Document segment:

I keep staring at the number. Eleven. Not eleven cashes — eleven final tables. The $1,500 Badugi at the 2026 WSOP was the latest. Hale sat down with four players left, two of them seven-time bracelet winners in Nick Schulman and Scott Seiver. He busted fifth. Zero bracelets, $680,057 in lifetime earnings, and a résumé that looks like a portrait of the cruelest variance poker can deliver.

Eleven final tables, zero bracelets, and a sub-3% probability of it happening — Brant Hale's résumé is a portrait of the cruelest variance poker can deliver.

The Math That Hurts

Let's be conservative. Assume the average WSOP final table has nine players. That gives any individual seat roughly an 11% chance of winning the bracelet. Run that across 11 independent trials, and the probability of going 0-for-11 is (0.89)^11 — about 2.8%. That's not a bad month. That's a once-in-35-parallel-universes outcome.

For context, Schulman — who was at the same table — has seven bracelets from 42 final tables. That's a 16.7% conversion rate. Seiver has seven from 28, a 25% clip. Even Gary Benson, who also made this Badugi final table, has one bracelet from nine tries. Hale has more final tables than Benson and nothing to show for it.

Entries supplied:

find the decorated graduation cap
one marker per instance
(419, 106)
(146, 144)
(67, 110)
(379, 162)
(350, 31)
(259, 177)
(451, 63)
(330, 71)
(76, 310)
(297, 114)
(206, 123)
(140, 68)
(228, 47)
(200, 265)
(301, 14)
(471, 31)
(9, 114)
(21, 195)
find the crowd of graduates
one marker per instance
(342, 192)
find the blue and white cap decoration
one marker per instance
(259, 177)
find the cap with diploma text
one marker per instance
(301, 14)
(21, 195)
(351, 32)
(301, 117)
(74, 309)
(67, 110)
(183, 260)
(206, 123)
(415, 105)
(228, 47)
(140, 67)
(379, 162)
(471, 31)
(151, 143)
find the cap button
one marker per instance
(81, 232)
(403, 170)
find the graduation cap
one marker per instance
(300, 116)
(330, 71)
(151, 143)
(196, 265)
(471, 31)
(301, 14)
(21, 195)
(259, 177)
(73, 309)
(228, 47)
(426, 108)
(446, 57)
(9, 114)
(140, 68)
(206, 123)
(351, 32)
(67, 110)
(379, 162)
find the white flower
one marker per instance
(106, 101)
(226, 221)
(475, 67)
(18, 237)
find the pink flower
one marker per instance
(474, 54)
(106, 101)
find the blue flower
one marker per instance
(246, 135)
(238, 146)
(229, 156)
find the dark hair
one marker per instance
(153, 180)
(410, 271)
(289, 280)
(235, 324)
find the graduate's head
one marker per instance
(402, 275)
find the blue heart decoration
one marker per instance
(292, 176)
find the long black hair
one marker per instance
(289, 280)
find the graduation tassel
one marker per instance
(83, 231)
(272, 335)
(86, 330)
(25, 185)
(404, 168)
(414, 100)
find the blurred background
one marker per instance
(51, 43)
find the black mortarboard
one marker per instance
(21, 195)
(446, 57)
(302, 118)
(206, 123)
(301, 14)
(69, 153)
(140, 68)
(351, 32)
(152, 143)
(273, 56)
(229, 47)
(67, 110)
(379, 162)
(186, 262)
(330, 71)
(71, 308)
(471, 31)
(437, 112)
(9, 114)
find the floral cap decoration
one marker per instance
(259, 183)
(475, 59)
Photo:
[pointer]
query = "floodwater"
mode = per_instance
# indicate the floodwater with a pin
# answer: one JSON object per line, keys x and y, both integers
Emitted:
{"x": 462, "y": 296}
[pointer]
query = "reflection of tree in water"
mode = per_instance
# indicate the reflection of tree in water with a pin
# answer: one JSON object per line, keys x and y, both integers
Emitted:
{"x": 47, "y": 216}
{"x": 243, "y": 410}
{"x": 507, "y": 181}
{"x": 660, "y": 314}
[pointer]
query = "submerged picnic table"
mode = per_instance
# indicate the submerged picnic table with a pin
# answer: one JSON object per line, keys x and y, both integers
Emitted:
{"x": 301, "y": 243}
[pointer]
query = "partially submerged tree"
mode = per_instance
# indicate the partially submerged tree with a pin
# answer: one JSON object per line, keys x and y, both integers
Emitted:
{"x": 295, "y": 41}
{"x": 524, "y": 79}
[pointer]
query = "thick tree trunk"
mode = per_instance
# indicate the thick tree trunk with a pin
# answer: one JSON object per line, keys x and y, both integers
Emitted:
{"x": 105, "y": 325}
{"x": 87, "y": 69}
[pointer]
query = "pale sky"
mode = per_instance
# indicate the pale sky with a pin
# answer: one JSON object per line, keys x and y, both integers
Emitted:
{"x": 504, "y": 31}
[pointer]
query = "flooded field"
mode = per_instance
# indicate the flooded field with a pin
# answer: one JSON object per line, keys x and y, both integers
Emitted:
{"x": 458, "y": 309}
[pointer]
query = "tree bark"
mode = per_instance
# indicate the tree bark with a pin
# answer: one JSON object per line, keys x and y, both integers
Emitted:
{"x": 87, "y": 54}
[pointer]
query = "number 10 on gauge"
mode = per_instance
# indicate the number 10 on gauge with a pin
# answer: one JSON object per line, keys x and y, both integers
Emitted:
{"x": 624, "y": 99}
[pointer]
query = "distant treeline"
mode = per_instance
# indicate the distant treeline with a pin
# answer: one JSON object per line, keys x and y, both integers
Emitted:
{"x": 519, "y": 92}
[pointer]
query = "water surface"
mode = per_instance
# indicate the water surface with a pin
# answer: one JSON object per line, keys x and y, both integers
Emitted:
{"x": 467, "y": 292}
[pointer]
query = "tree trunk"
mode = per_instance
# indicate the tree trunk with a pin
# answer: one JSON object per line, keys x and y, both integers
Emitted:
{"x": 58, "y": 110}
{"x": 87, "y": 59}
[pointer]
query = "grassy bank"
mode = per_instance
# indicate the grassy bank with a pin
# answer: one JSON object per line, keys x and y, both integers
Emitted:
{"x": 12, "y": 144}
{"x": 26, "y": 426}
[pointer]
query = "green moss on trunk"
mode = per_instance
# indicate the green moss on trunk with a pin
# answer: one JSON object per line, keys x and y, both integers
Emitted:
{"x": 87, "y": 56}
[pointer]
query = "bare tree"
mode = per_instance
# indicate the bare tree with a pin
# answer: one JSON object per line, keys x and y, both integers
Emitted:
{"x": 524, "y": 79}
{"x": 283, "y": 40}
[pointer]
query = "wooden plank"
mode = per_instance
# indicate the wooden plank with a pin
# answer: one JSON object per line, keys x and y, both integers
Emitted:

Written exercise 1: In the poker article, in what place did Hale finish at the $1,500 Badugi final table?
Written exercise 2: Please echo the poker article from "I keep staring" up to and including "like a portrait of the cruelest variance poker can deliver.".

Response 1: Fifth.

Response 2:
I keep staring at the number. Eleven. Not eleven cashes — eleven final tables. The $1,500 Badugi at the 2026 WSOP was the latest. Hale sat down with four players left, two of them seven-time bracelet winners in Nick Schulman and Scott Seiver. He busted fifth. Zero bracelets, $680,057 in lifetime earnings, and a résumé that looks like a portrait of the cruelest variance poker can deliver.